# What you are asked to do
When you reach the line containing "pin: minivan side" in the data below, begin returning lines exactly as written, and stop once the line containing "pin: minivan roof" has been returned.

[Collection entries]
BEGIN

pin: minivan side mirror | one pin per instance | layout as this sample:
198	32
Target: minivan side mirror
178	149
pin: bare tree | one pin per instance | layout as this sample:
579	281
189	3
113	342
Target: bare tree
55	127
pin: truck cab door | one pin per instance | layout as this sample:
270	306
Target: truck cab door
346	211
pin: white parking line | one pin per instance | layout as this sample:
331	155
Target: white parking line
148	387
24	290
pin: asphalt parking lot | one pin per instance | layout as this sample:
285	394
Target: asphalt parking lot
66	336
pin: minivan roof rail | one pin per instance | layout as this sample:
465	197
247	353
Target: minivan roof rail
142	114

END
BEGIN

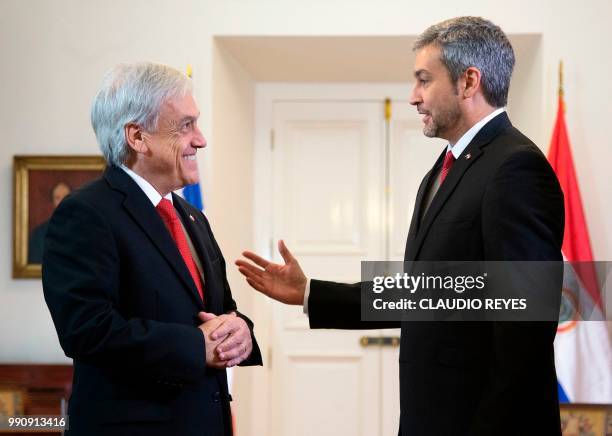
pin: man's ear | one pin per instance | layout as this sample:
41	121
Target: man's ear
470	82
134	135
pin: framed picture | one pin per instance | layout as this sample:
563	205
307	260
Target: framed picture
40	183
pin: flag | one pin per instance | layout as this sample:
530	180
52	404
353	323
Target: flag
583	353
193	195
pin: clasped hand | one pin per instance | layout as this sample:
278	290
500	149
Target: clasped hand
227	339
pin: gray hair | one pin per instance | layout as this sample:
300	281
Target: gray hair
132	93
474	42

END
BEGIN

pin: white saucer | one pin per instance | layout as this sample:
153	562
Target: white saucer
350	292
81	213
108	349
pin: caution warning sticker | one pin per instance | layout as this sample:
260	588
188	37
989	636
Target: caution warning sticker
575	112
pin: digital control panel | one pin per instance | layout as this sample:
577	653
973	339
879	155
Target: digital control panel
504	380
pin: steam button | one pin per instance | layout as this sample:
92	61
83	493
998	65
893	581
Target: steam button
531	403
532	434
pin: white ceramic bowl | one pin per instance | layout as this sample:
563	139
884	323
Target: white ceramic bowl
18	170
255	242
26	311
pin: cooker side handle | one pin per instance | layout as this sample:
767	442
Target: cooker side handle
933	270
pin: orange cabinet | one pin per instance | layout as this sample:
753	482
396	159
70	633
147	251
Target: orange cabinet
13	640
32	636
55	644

END

# The completed task
pin: minivan side mirror | one pin per instance | layout as this sample:
198	32
Target: minivan side mirror
178	149
pin: bare tree | one pin per instance | layout as this sample:
579	281
189	3
113	342
Target: bare tree
55	127
pin: truck cab door | one pin per instance | layout as this sample:
270	306
Target: truck cab door
346	211
pin: white parking line | one pin per instance | layout as this sample:
331	155
Target: white parking line
148	387
24	290
pin: asphalt parking lot | one pin per instance | layout as this sample:
285	394
Target: asphalt parking lot
66	336
pin: minivan roof rail | one pin per instance | layout as this sample:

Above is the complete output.